-- Opening Marker --

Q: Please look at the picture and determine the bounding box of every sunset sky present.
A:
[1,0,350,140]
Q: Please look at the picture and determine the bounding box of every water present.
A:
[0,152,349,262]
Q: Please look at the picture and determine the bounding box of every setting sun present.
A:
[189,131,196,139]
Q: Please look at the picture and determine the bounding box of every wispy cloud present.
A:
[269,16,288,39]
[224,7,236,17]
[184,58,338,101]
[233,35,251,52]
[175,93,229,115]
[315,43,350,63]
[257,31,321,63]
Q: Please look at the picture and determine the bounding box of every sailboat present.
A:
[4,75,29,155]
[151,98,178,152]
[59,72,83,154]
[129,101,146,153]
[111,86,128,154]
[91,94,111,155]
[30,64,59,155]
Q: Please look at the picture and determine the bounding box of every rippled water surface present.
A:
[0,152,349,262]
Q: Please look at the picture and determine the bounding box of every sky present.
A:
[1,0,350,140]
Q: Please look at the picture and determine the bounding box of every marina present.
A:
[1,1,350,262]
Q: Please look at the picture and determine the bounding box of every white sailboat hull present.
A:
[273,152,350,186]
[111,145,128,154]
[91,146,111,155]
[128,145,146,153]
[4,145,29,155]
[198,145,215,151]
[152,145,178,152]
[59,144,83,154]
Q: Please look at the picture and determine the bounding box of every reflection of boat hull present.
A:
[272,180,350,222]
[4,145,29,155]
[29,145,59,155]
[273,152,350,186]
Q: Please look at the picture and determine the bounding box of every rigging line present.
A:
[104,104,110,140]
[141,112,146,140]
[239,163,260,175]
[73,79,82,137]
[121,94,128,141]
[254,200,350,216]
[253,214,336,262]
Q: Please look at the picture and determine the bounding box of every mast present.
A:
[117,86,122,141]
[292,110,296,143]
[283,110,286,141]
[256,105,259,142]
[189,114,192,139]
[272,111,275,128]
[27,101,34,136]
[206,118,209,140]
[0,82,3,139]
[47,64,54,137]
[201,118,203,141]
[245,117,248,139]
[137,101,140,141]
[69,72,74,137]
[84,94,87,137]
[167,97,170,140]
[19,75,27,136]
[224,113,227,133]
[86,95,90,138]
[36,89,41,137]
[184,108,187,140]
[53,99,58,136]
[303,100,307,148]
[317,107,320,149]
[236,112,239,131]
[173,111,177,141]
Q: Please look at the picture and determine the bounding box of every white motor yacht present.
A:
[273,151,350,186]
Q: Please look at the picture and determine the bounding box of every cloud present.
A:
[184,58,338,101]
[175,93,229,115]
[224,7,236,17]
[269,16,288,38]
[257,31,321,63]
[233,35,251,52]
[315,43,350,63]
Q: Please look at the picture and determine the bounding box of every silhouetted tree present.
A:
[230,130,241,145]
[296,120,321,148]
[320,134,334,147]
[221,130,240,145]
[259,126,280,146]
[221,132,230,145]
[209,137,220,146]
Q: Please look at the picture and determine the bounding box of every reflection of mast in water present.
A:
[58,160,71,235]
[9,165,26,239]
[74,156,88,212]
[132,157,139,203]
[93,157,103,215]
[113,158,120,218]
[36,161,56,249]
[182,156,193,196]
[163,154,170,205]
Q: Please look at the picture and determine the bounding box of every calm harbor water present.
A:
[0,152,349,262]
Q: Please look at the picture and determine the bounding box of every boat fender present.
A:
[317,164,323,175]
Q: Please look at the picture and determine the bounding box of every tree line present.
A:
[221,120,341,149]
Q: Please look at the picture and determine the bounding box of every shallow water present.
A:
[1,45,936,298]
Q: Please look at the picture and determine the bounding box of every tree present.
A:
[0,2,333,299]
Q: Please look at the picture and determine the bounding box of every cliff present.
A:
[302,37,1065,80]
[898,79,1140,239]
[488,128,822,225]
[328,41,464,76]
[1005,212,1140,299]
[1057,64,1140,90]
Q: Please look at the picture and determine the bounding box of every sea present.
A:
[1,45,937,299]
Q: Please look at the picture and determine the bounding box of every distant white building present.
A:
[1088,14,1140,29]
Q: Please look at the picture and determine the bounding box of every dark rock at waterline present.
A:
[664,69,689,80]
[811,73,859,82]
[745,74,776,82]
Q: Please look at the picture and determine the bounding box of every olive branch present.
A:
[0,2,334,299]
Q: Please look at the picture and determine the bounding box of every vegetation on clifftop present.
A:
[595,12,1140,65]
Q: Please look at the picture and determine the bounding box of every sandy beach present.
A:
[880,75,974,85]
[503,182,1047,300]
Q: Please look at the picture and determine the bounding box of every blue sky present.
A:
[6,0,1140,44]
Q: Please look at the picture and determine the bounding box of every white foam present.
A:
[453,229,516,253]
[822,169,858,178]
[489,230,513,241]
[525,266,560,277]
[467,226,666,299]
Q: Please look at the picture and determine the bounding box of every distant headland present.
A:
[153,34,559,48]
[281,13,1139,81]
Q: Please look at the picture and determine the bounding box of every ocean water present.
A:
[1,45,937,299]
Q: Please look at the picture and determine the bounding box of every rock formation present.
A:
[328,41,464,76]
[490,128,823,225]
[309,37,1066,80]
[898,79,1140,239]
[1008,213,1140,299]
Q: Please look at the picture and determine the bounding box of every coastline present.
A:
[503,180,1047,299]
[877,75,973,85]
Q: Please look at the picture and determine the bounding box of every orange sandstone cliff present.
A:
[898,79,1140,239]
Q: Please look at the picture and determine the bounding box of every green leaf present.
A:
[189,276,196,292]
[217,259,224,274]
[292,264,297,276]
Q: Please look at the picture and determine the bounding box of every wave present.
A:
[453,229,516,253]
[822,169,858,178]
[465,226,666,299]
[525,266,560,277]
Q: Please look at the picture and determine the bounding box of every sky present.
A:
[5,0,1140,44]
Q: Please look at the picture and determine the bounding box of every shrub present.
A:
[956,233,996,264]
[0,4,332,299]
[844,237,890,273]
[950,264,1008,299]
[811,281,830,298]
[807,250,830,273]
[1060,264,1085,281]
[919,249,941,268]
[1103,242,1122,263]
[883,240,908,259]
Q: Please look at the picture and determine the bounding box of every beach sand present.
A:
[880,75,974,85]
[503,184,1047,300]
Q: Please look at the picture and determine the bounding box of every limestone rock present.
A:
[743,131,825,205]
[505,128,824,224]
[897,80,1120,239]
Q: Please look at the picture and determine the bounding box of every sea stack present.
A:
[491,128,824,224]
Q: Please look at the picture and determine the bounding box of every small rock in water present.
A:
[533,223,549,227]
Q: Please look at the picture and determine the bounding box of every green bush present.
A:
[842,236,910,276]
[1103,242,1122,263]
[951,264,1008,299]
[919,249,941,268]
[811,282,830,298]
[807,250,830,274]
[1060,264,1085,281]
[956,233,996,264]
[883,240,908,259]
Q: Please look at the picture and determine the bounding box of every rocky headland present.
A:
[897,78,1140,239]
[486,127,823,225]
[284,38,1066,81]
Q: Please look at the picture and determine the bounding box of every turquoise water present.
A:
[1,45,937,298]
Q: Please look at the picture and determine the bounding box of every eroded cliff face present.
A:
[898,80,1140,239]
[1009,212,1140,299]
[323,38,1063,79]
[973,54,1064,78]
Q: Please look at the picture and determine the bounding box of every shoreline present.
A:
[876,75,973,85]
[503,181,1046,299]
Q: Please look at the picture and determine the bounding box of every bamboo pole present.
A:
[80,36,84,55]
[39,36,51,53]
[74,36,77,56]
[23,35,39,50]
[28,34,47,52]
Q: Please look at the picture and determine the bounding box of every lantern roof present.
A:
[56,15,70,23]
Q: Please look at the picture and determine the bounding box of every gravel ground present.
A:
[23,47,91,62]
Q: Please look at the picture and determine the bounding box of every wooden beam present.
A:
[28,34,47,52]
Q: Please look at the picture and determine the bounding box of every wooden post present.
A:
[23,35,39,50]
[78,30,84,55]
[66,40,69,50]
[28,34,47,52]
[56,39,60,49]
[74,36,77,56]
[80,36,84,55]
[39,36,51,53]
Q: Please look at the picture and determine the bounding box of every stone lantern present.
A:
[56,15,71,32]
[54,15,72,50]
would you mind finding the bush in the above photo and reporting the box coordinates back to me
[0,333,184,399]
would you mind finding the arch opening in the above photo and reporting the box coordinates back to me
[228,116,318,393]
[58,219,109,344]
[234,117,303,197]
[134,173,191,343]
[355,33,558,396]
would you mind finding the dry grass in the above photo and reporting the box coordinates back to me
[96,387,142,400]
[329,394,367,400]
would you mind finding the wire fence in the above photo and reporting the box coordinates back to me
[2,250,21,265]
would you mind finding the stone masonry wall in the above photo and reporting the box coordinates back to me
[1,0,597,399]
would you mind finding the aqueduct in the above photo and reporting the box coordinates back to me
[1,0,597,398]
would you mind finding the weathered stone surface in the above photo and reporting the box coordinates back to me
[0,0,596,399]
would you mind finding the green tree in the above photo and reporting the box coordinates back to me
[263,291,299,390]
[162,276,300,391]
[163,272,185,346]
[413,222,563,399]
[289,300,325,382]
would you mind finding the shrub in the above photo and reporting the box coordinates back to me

-- Closing Marker --

■ EXERCISE PROMPT ■
The answer must hold only the lines from the first line of the data through the line bearing "every mast present.", returned exactly.

■ FINAL ANSWER ■
Q: Please look at the picture and determine the bounding box of every sunset sky present.
A:
[1,0,350,140]
Q: Please look at the picture and determine the bounding box of every water present.
A:
[0,152,349,262]
Q: Please look at the picture and determine the bounding box of every setting sun present.
A:
[189,131,196,139]
Q: Please look at the picture and determine the bounding box of every wispy cloud present.
A:
[269,16,288,39]
[224,7,236,17]
[184,58,338,101]
[233,35,251,52]
[175,93,229,115]
[315,43,350,63]
[257,31,321,63]
Q: Please look at the picture and determine the bounding box of every sailboat present.
A:
[4,75,29,155]
[151,98,178,152]
[59,72,83,154]
[129,101,146,153]
[111,86,128,154]
[91,94,111,155]
[30,64,59,155]
Q: Please look at the picture and determine the bounding box of every rippled water surface present.
A:
[0,152,349,262]
Q: Please look at the picture and determine the bounding box of every sky present.
A:
[1,0,350,140]
Q: Please look at the picture and determine the bounding box of every marina present.
A:
[1,1,350,262]
Q: Please look at the picture and determine the bounding box of every white sailboat hull present.
A:
[273,152,350,186]
[111,145,128,154]
[91,146,111,155]
[128,145,146,153]
[4,145,29,155]
[198,145,215,151]
[152,145,178,152]
[59,144,83,154]
Q: Please look at the picture and determine the bounding box of every reflection of boat hull present.
A:
[272,180,350,222]
[4,145,29,155]
[29,145,59,155]
[273,152,350,186]
Q: Please look at the picture and determine the bounding box of every rigging line present.
A:
[104,104,110,140]
[141,112,146,140]
[239,163,260,175]
[73,79,82,137]
[121,94,128,141]
[254,200,350,216]
[253,214,336,262]
Q: Please look at the picture and determine the bounding box of every mast present.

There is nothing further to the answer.